**Passage shown:**
-- Opening Marker --

Just in time for Halloween, scientists at Cornell University have published some frightening research, especially if you're an insect!

The ghoulishly named ogre-faced spider can "hear" with its legs and use that ability to catch insects flying behind it, the study published in Current Biology Thursday concluded.

"Spiders are sensitive to airborne sound," Cornell professor emeritus Dr. Charles Walcott, who was not involved with the study, told the Cornell Chronicle. "That's the big message really."

The net-casting, ogre-faced spider (Deinopis spinosa) has a unique hunting strategy, as study coauthor Cornell University postdoctoral researcher Jay Stafstrom explained in a video.

They hunt only at night using a special kind of web: an A-shaped frame made from non-sticky silk that supports a fuzzy rectangle that they hold with their front forelegs and use to trap prey.

They do this in two ways. In a maneuver called a "forward strike," they pounce down on prey moving beneath them on the ground. This is enabled by their large eyes — the biggest of any spider. These eyes give them 2,000 times the night vision that we have, Science explained.

But the spiders can also perform a move called the "backward strike," Stafstrom explained, in which they reach their legs behind them and catch insects flying through the air.

"So here comes a flying bug and somehow the spider gets information on the sound direction and its distance. The spiders time the 200-millisecond leap if the fly is within its capture zone – much like an over-the-shoulder catch. The spider gets its prey. They're accurate," coauthor Ronald Hoy, the D & D Joslovitz Merksamer Professor in the Department of Neurobiology and Behavior in the College of Arts and Sciences, told the Cornell Chronicle.

What the researchers wanted to understand was how the spiders could tell what was moving behind them when they have no ears.

It isn't a question of peripheral vision. In a 2016 study, the same team blindfolded the spiders and sent them out to hunt, Science explained. This prevented the spiders from making their forward strikes, but they were still able to catch prey using the backwards strike. The researchers thought the spiders were "hearing" their prey with the sensors on the tips of their legs. All spiders have these sensors, but scientists had previously thought they were only able to detect vibrations through surfaces, not sounds in the air.

To test how well the ogre-faced spiders could actually hear, the researchers conducted a two-part experiment.

-- Closing Marker --

**What the task requires:**
Write the next part of the ogre-faced spider article, picking up after its final sentence. The rows have nothing to do with the article about the ogre-faced spider.

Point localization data
-- Opening Marker --

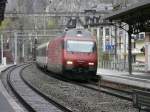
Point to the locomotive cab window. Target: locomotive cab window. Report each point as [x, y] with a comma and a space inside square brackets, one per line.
[80, 46]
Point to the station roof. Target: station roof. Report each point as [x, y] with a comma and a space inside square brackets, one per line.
[2, 9]
[143, 7]
[137, 16]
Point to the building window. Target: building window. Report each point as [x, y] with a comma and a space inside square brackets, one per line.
[107, 31]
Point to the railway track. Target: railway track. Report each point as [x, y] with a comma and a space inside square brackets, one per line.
[33, 99]
[98, 87]
[108, 90]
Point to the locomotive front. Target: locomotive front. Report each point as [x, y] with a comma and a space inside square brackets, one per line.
[80, 54]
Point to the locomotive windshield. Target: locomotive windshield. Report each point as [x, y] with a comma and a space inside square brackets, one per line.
[80, 46]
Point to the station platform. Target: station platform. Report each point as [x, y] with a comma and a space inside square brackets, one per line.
[137, 79]
[7, 103]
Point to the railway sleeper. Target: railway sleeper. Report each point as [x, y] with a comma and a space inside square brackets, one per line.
[141, 100]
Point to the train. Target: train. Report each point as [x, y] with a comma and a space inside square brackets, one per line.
[75, 51]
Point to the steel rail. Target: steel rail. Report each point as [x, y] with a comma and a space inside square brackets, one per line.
[46, 97]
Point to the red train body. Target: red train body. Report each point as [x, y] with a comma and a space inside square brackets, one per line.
[74, 51]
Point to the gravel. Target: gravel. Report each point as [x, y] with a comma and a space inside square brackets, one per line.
[78, 98]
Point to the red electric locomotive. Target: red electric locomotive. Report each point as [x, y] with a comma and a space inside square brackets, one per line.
[74, 51]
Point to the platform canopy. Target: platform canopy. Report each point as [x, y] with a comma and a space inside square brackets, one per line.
[2, 9]
[138, 19]
[136, 16]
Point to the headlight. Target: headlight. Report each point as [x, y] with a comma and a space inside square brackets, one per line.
[91, 63]
[69, 62]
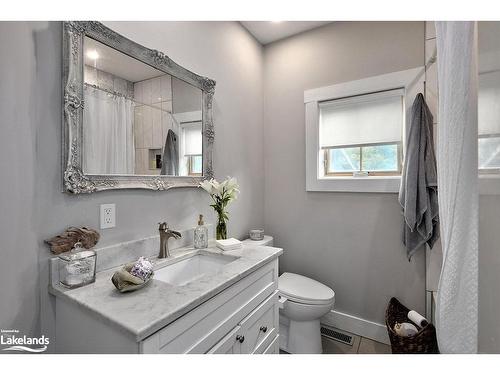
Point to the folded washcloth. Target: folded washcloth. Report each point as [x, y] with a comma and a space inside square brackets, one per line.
[405, 329]
[125, 281]
[143, 268]
[229, 244]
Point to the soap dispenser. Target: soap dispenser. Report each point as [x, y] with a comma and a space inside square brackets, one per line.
[201, 235]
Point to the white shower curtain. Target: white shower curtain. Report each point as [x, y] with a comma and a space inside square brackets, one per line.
[108, 134]
[457, 299]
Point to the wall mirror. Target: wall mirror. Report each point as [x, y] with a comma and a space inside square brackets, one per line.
[133, 118]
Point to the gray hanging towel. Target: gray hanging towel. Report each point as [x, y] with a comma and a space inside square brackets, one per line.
[418, 191]
[170, 162]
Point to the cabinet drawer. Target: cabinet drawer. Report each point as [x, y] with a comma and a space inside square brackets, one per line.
[274, 347]
[262, 323]
[203, 327]
[229, 344]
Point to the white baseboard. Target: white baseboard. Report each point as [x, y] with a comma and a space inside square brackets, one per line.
[356, 325]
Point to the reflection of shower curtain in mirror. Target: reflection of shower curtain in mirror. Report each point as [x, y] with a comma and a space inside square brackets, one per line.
[108, 134]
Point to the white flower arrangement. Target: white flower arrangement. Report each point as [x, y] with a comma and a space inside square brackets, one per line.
[222, 194]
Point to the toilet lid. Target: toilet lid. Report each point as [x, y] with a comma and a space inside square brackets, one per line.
[302, 289]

-- Closing Marker --

**Task response:**
First, they inserted electrodes into removed spider legs and into the brains of intact spiders. They put the spiders and the legs into a vibration-proof booth and played sounds from two meters (approximately 6.5 feet) away. The spiders and the legs responded to sounds from 100 hertz to 10,000 hertz.

Next, they played the five sounds that had triggered the biggest response to 25 spiders in the wild and 51 spiders in the lab. More than half the spiders did the "backward strike" move when they heard sounds that have a lower frequency similar to insect wing beats. When the higher frequency sounds were played, the spiders did not move. This suggests the higher frequencies may mimic the sounds of predators like birds.

University of Cincinnati spider behavioral ecologist George Uetz told Science that the results were a "surprise" that indicated science has much to learn about spiders as a whole. Because all spiders have these receptors on their legs, it is possible that all spiders can hear. This theory was first put forward by Walcott 60 years ago, but was dismissed at the time, according to the Cornell Chronicle. But studies of other spiders have turned up further evidence since. A 2016 study found that a kind of jumping spider can pick up sonic vibrations in the air.

"We don't know diddly about spiders," Uetz told Science. "They are much more complex than people ever thought they were."

Learning more provides scientists with an opportunity to study their sensory abilities in order to improve technology like bio-sensors, directional microphones and visual processing algorithms, Stafstrom told CNN.

Hoy agreed.

"The point is any understudied, underappreciated group has fascinating lives, even a yucky spider, and we can learn something from it," he told CNN.